→ Your goal: Find every line in the material below that contains the word "utility", and copy each of those lines. Case counts.

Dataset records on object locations
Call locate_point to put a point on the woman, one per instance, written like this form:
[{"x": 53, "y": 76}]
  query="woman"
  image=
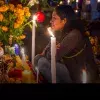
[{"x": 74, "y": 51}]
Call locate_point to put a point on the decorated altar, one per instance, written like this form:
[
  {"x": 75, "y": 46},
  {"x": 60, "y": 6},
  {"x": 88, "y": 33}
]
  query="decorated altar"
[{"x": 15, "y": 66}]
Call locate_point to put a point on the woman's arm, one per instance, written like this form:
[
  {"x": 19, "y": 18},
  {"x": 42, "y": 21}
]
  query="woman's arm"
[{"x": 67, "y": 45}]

---

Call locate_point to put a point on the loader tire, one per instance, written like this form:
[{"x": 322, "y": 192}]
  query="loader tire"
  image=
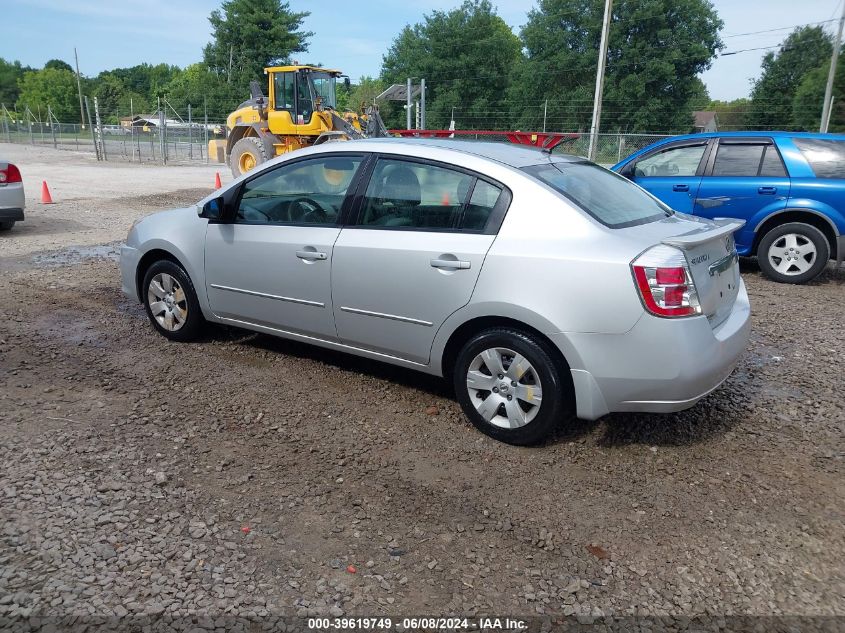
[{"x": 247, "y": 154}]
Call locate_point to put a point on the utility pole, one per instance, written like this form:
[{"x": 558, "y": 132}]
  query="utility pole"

→ Expected answer:
Call locate_point to put a point on the utility pole, one per instance, written like this form:
  query="utility pole"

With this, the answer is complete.